Coordinate annotation entries:
══════════════════════════════

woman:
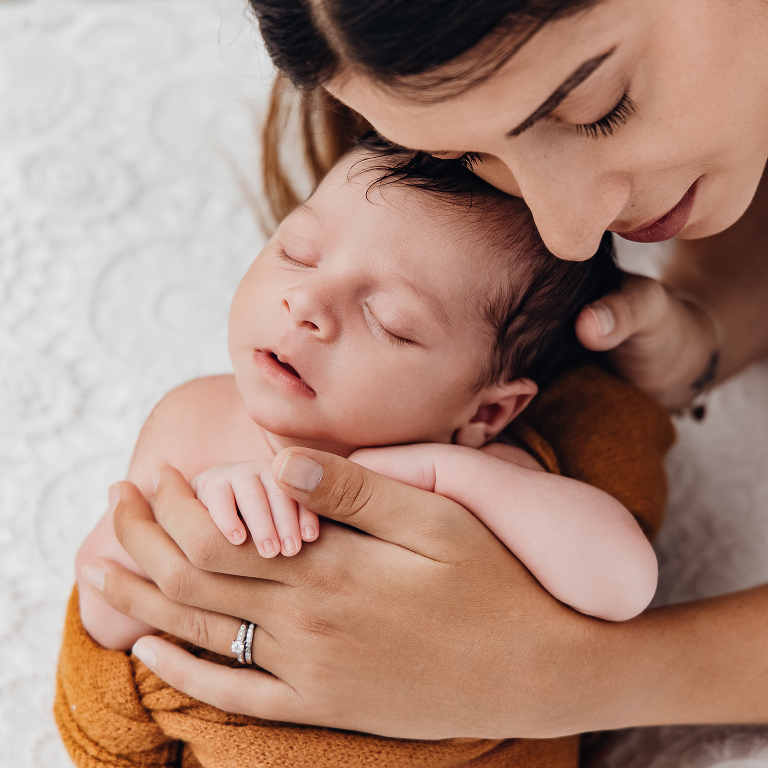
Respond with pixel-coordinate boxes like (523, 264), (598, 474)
(85, 0), (768, 738)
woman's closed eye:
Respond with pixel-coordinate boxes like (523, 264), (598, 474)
(363, 304), (416, 347)
(575, 93), (637, 139)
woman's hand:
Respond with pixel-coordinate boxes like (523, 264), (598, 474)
(576, 275), (720, 411)
(82, 448), (768, 739)
(576, 167), (768, 410)
(85, 449), (632, 739)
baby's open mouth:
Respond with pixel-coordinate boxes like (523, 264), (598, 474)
(269, 352), (301, 379)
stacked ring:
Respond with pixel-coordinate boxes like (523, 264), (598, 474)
(230, 621), (250, 664)
(245, 622), (256, 664)
(230, 621), (256, 664)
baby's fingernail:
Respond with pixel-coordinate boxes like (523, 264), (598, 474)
(277, 453), (323, 491)
(587, 302), (616, 336)
(132, 640), (157, 670)
(261, 539), (275, 555)
(80, 565), (107, 592)
(283, 536), (296, 555)
(107, 483), (122, 515)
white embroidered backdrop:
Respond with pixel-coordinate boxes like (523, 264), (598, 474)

══════════════════════════════

- **Goal of the exercise**:
Rewrite the records from their start through the line containing "(230, 621), (256, 664)" as a Markdown table with the columns Row and Line, giving each line its own numbered row and skipping blank lines. Leave the pictures out of the table.

- **Answer below**:
| Row | Line |
|---|---|
| 1 | woman: |
| 2 | Respond with pixel-coordinate boxes like (523, 264), (598, 474) |
| 3 | (85, 0), (768, 738) |
| 4 | woman's closed eye: |
| 5 | Respond with pixel-coordinate boxes like (523, 264), (598, 474) |
| 6 | (363, 304), (416, 347) |
| 7 | (575, 93), (637, 139) |
| 8 | woman's hand: |
| 9 | Respond with pixel-coordinate boxes like (523, 264), (598, 474) |
| 10 | (576, 275), (720, 411) |
| 11 | (82, 448), (768, 739) |
| 12 | (576, 167), (768, 410) |
| 13 | (85, 449), (632, 739) |
| 14 | baby's open mouth: |
| 15 | Respond with pixel-coordinate boxes like (523, 264), (598, 474) |
| 16 | (269, 352), (301, 379) |
| 17 | stacked ring: |
| 18 | Respond with pixel-coordinate boxes like (523, 264), (598, 474) |
| 19 | (230, 621), (250, 664) |
| 20 | (245, 622), (256, 664) |
| 21 | (230, 621), (256, 664) |